* **WORK TO COMPLETE**
Starting at the line with "[spot] the fingers" and going through the end of the listing below, rewrite those lines in full, requests included. Scale every coordinate in the answers by 0.4, rounding each to a whole number with halves rounded up.

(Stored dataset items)
════════════════════
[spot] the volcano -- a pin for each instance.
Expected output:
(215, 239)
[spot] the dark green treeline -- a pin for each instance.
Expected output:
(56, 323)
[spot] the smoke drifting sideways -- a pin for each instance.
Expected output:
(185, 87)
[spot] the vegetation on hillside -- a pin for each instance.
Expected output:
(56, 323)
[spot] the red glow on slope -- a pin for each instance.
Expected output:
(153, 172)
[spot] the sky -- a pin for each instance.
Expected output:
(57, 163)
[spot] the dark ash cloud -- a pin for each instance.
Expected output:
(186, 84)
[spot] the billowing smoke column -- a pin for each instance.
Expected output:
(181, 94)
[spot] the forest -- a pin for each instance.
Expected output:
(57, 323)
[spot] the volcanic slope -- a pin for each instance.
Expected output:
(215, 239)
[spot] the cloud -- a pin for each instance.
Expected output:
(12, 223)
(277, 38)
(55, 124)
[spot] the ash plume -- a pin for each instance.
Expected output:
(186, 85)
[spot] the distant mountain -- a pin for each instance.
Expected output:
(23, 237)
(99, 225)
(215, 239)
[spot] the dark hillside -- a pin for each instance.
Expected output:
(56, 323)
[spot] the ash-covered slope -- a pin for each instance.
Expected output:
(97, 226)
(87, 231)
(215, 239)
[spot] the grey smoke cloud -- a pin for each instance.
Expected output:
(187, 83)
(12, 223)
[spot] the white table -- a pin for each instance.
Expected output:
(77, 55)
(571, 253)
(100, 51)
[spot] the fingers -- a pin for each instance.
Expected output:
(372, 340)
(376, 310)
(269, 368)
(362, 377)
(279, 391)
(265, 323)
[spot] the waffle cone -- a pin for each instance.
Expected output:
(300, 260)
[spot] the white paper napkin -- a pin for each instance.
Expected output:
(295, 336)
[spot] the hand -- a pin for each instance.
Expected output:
════════════════════
* **OUTPUT FOR THIS EXERCISE**
[spot] the fingers -- a pin for each instance.
Expected output:
(149, 136)
(150, 124)
(108, 147)
(145, 151)
(112, 156)
(106, 129)
[spot] the waffle cone -- a pin for each instance.
Expected output:
(120, 104)
[spot] the white paper napkin -- a pin for each instance.
Expected output:
(118, 134)
[spot] the hand -- a pin for each instance.
Expected output:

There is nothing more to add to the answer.